TASK TO COMPLETE: Turn every line of the entries below into a Markdown table with the columns Row and Line, numbering the rows and skipping blank lines. Leave the pictures out of the table.

## Begin

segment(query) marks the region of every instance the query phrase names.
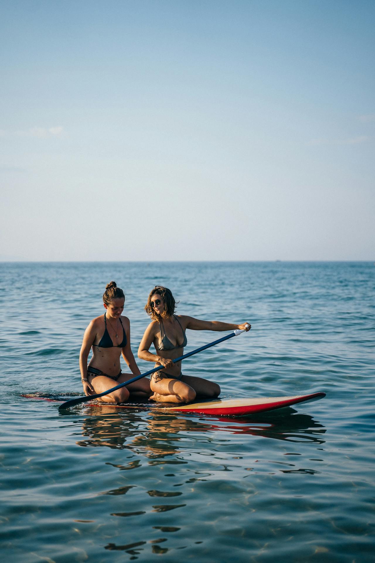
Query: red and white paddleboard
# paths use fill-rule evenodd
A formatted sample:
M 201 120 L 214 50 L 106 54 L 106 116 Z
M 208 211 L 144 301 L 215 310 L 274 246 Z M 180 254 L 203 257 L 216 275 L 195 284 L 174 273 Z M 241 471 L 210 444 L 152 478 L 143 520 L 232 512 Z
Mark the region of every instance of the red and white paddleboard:
M 67 397 L 61 398 L 56 396 L 41 393 L 29 393 L 21 395 L 28 399 L 36 399 L 43 401 L 51 401 L 62 403 Z M 310 393 L 309 395 L 296 395 L 291 397 L 260 397 L 255 399 L 215 399 L 213 400 L 202 401 L 201 403 L 192 403 L 187 405 L 178 405 L 177 406 L 166 406 L 162 403 L 127 403 L 123 404 L 111 404 L 108 403 L 99 403 L 93 401 L 85 403 L 89 406 L 109 406 L 116 409 L 147 409 L 161 412 L 191 413 L 196 414 L 209 414 L 227 417 L 249 416 L 256 413 L 265 413 L 268 410 L 281 409 L 284 406 L 291 406 L 299 403 L 308 401 L 316 401 L 326 396 L 325 393 Z M 83 406 L 83 405 L 82 405 Z

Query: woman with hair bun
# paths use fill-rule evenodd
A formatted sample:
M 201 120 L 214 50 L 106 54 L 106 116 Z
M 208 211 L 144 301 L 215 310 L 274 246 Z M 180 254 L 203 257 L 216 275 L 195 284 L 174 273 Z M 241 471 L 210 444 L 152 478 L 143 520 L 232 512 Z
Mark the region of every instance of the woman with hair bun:
M 103 295 L 106 309 L 104 315 L 93 319 L 85 330 L 79 354 L 81 381 L 85 395 L 102 393 L 133 376 L 141 374 L 130 348 L 130 323 L 122 316 L 125 295 L 115 282 L 107 284 Z M 92 357 L 87 360 L 92 349 Z M 129 366 L 132 373 L 122 373 L 120 356 Z M 148 397 L 150 381 L 146 378 L 130 383 L 101 397 L 103 403 L 125 403 L 132 395 Z
M 186 330 L 250 330 L 250 323 L 230 324 L 219 321 L 200 320 L 183 315 L 175 315 L 176 302 L 171 292 L 162 285 L 155 285 L 148 296 L 144 310 L 152 321 L 144 331 L 138 348 L 138 358 L 155 361 L 155 367 L 164 367 L 152 374 L 150 387 L 153 394 L 150 399 L 162 403 L 190 403 L 196 396 L 215 397 L 220 387 L 202 377 L 183 375 L 181 361 L 173 360 L 183 355 L 187 339 Z M 153 344 L 156 354 L 149 351 Z

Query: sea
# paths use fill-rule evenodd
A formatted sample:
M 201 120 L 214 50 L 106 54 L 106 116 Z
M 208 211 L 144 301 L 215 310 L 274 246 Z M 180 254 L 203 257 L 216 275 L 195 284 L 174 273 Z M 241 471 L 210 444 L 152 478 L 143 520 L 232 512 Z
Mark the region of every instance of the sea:
M 23 396 L 82 394 L 83 333 L 112 280 L 135 358 L 162 284 L 177 313 L 252 325 L 185 374 L 223 399 L 326 396 L 240 418 Z M 374 290 L 370 262 L 0 264 L 2 560 L 373 561 Z M 185 351 L 225 333 L 188 330 Z

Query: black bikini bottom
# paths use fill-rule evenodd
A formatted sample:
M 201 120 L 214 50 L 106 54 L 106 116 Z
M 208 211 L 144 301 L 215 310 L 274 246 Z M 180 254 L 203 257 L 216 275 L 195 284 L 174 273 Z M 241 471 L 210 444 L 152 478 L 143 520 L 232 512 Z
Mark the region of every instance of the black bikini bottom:
M 92 376 L 93 379 L 94 377 L 97 377 L 98 376 L 104 376 L 105 377 L 109 377 L 110 379 L 113 379 L 114 381 L 117 381 L 121 375 L 121 369 L 120 370 L 120 373 L 117 376 L 109 376 L 107 373 L 105 373 L 104 372 L 101 372 L 100 369 L 97 369 L 96 368 L 92 368 L 91 365 L 89 365 L 87 368 L 87 373 Z
M 180 381 L 182 379 L 182 372 L 180 373 L 179 376 L 169 376 L 168 373 L 165 373 L 162 369 L 159 370 L 157 372 L 155 372 L 151 376 L 151 378 L 153 378 L 155 383 L 157 383 L 160 379 L 178 379 L 178 381 Z

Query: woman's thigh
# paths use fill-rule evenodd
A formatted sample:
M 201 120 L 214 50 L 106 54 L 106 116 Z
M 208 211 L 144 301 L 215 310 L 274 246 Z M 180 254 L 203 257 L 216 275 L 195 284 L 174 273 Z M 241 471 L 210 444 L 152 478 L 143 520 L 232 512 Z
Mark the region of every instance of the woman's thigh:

## End

FINISHED TASK:
| Row | Line |
|---|---|
| 1 | segment(query) marks the region of every instance the query phrase names. |
| 2 | Query: red and white paddleboard |
| 3 | # paths use fill-rule evenodd |
| 4 | A formatted sample: |
| 5 | M 201 120 L 214 50 L 106 54 L 106 116 Z |
| 6 | M 208 211 L 144 301 L 215 310 L 274 246 Z M 180 254 L 203 257 L 216 275 L 195 284 L 174 273 Z M 241 471 L 210 444 L 152 478 L 143 520 L 232 512 Z |
| 7 | Mark the region of every instance of the red and white paddleboard: |
| 8 | M 67 397 L 61 398 L 56 396 L 41 393 L 29 393 L 21 395 L 28 399 L 36 399 L 43 401 L 51 401 L 62 403 Z M 310 393 L 309 395 L 296 395 L 291 397 L 260 397 L 255 399 L 215 399 L 213 400 L 202 401 L 201 403 L 192 403 L 187 405 L 178 405 L 177 406 L 166 406 L 162 403 L 127 403 L 123 404 L 111 404 L 108 403 L 99 403 L 93 401 L 85 403 L 89 406 L 109 406 L 116 409 L 147 409 L 161 412 L 191 413 L 196 414 L 209 414 L 227 417 L 249 416 L 256 413 L 265 413 L 268 410 L 281 409 L 284 406 L 291 406 L 299 403 L 308 401 L 316 401 L 326 396 L 325 393 Z M 83 406 L 83 405 L 82 405 Z |
| 9 | Query: woman with hair bun |
| 10 | # paths use fill-rule evenodd |
| 11 | A formatted sample: |
| 12 | M 201 120 L 214 50 L 106 54 L 106 116 Z |
| 13 | M 208 211 L 144 301 L 215 310 L 274 246 Z M 180 254 L 203 257 L 216 275 L 195 284 L 174 273 Z M 241 471 L 210 444 L 152 478 L 143 520 L 232 512 Z |
| 14 | Mark the region of every instance of the woman with hair bun: |
| 15 | M 103 295 L 106 309 L 104 315 L 93 319 L 85 330 L 79 354 L 81 381 L 85 395 L 102 393 L 133 376 L 141 374 L 130 348 L 130 323 L 122 316 L 125 295 L 115 282 L 107 284 Z M 92 357 L 87 360 L 92 349 Z M 129 366 L 132 373 L 122 373 L 120 356 Z M 148 397 L 150 381 L 146 378 L 130 383 L 101 397 L 103 403 L 125 403 L 132 395 Z |
| 16 | M 186 330 L 250 330 L 250 323 L 230 324 L 219 321 L 200 320 L 183 315 L 175 315 L 176 302 L 171 292 L 162 285 L 155 285 L 148 296 L 144 310 L 152 321 L 144 331 L 138 348 L 138 358 L 155 361 L 155 367 L 164 367 L 152 374 L 150 387 L 153 394 L 150 399 L 162 403 L 190 403 L 196 396 L 215 397 L 220 387 L 202 377 L 183 375 L 181 361 L 173 360 L 183 355 L 187 339 Z M 153 344 L 156 354 L 149 351 Z |
| 17 | Query: sea |
| 18 | # paths use fill-rule evenodd |
| 19 | A formatted sample: |
| 20 | M 201 120 L 214 50 L 106 54 L 106 116 Z |
| 21 | M 208 211 L 144 301 L 215 310 L 274 246 Z M 180 254 L 203 257 L 216 275 L 195 284 L 174 273 Z M 241 471 L 210 444 L 152 478 L 143 520 L 232 512 Z |
| 22 | Mark the region of every instance of the sea: |
| 23 | M 23 396 L 82 394 L 83 333 L 112 280 L 135 358 L 162 284 L 177 313 L 252 325 L 185 374 L 223 399 L 326 396 L 240 418 Z M 374 290 L 370 262 L 0 264 L 2 560 L 373 561 Z M 185 351 L 225 333 L 188 330 Z |
| 24 | Query: black bikini bottom |
| 25 | # paths use fill-rule evenodd |
| 26 | A formatted sample: |
| 27 | M 201 120 L 214 50 L 106 54 L 106 116 Z |
| 28 | M 208 211 L 144 301 L 215 310 L 274 246 Z M 180 254 L 203 257 L 216 275 L 195 284 L 174 273 Z M 241 471 L 210 444 L 152 478 L 143 520 L 232 512 Z |
| 29 | Mark the region of every instance of the black bikini bottom: |
| 30 | M 92 376 L 93 379 L 94 377 L 97 377 L 98 376 L 104 376 L 105 377 L 109 377 L 110 379 L 113 379 L 114 381 L 117 381 L 121 375 L 121 369 L 120 370 L 120 373 L 117 376 L 109 376 L 107 373 L 105 373 L 104 372 L 101 372 L 100 369 L 97 369 L 96 368 L 92 368 L 91 365 L 89 365 L 87 368 L 87 373 Z |
| 31 | M 180 381 L 182 379 L 182 372 L 180 373 L 179 376 L 169 376 L 168 373 L 165 373 L 162 369 L 159 370 L 157 372 L 155 372 L 151 376 L 151 378 L 153 378 L 155 383 L 157 383 L 160 379 L 178 379 L 178 381 Z |
| 32 | Query: woman's thigh |
| 33 | # paths use fill-rule evenodd |
| 34 | A formatted sample: |
| 35 | M 201 120 L 214 50 L 106 54 L 106 116 Z |
| 36 | M 208 211 L 144 301 L 215 310 L 274 246 Z M 180 254 L 203 257 L 216 275 L 195 284 L 174 273 Z M 241 471 L 210 444 L 152 478 L 143 520 L 232 512 Z |
| 37 | Mark the region of every instance of the woman's thigh: |